### TEKS SUMBER
^^^^

Fenomena Sarjana Nganggur, Pihak Kampus Dorong Mahasiswa Ambil Peluang

- Mahasiswa harus memanfaatkan berbagai peluang yang telah kampus sediakan
- Rancangan kurikulum sudah mencermati kebutuhan industri
- Tersedianya program Magang Berdampak 2025 oleh Kemendiktisaintek
Jakarta, IDN Times - Fenomena sarjana nganggur belakangan membayangi Indonesia. Di kondisi saat ini, lumrah kita temukan lulusan sarjana yang beralih menjadi pengemudi ojek online, pekerja bangunan, bahkan petugas kebersihan untuk menyambung hidup.
Lantas, muncul pertanyaan, adakah korelasi antara naiknya angka pengangguran sarjana dan tidak relevannya antara pekerjaan dengan ilmu yang didapat di perguruan tinggi?
Kepala Pusat Studi Penelusuran dan Pengembangan Karir di Universitas Padjadjaran (2018-2024) Rosaria Mita Amalia, menegaskan pentingnya perubahan pola pikir para fresh graduate agar siap bersaing di dunia kerja.
Berdasarkan pengalaman dalam mengelola program karier mahasiswa dan alumni, ia melihat persiapan dunia kerja dari sudut pandang kampus tentu berbeda dengan sudut pandang mahasiswa. Dari sinilah kesulitan fresh graduate saat mencari kerja berasal.
"Kita di dunia kampus tuh banyak banget ya, a b c d e, rupa-rupa, itu adalah sebenarnya laboratorium kehidupan. Kita bisa belajar kerja team, kita bisa belajar untuk kepemimpinan, etika kerja, dan lain hal sebagainya, itu bisa di kampus," ujar Amel, begitu ia biasa disapa, kepada IDN Times, Selasa (15/7/2025).
Peningkatan jumlah fresh graduate yang menganggur, menurut dia, juga dipengaruhi oleh perbedaan generasi pemegang kuasa lapangan pekerjaan saat ini dengan pencari pekerjaan itu sendiri.

^^^^

### DATA TERSEDIA
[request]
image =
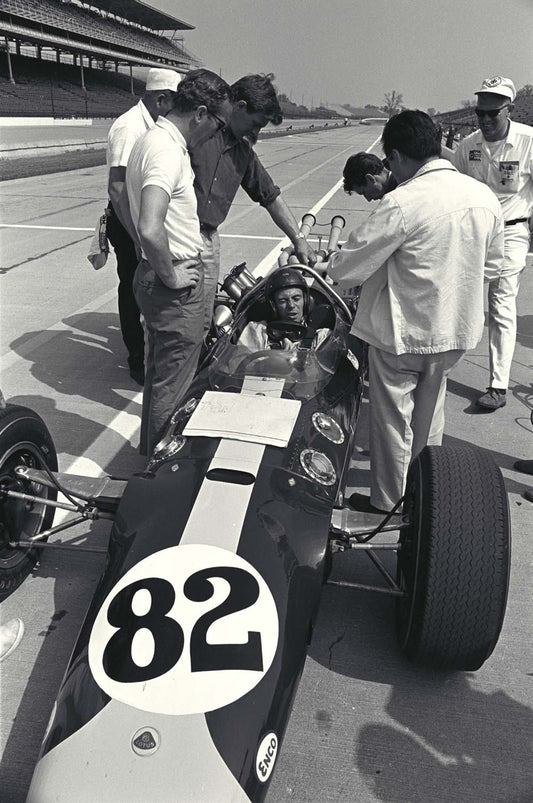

^^^^

### DAFTAR TUGAS
(A) Tampilkan bagian artikel tentang sarjana menganggur yang dimulai dari "Lantas, muncul pertanyaan, adakah" dan berakhir pada "di dunia kerja.".
(B) Menurut artikel tentang sarjana menganggur, program apa yang disediakan oleh Kemendiktisaintek?
(C) Teruskan artikel tentang sarjana menganggur mulai dari kalimat sesudah kalimat terakhir yang tercantum.

### HASIL AKHIR
(A)
Lantas, muncul pertanyaan, adakah korelasi antara naiknya angka pengangguran sarjana dan tidak relevannya antara pekerjaan dengan ilmu yang didapat di perguruan tinggi?
Kepala Pusat Studi Penelusuran dan Pengembangan Karir di Universitas Padjadjaran (2018-2024) Rosaria Mita Amalia, menegaskan pentingnya perubahan pola pikir para fresh graduate agar siap bersaing di dunia kerja.

(B) Program Magang Berdampak 2025.

(C)
"Sekarang, yang di korporasi, sebagai CEO itu kan rata-rata tuh kan generasi saya, lebih tua, gitu ya. Kami berhadapan punya team yang generasinya adalah gen z, ya. Mungkin kalau Anda saling kerja sama dengan teman-teman sendiri itu nggak masalah. Tapi, begitu kerja sama dengan generasi yang lebih tua, atau kami generasi yang lebih tua kerja sama dengan yang leibih muda, itu yang kemudian menjadi problem. Sehingga kemudian, ada apa ya, ekspektasi lah ya," ujar Amel.
"Jadi, bukan selalu harus kita yang ikutin Gen Z. Nah, itulah yang namanya adaptasi," lanjutnya.
1. Mahasiswa harus memanfaatkan berbagai peluang yang telah kampus sediakan

Para fresh graduate yang sudah lulus dari program studinya tentu memiliki banyak alasan mengapa sejak awal memilih bidang tersebut.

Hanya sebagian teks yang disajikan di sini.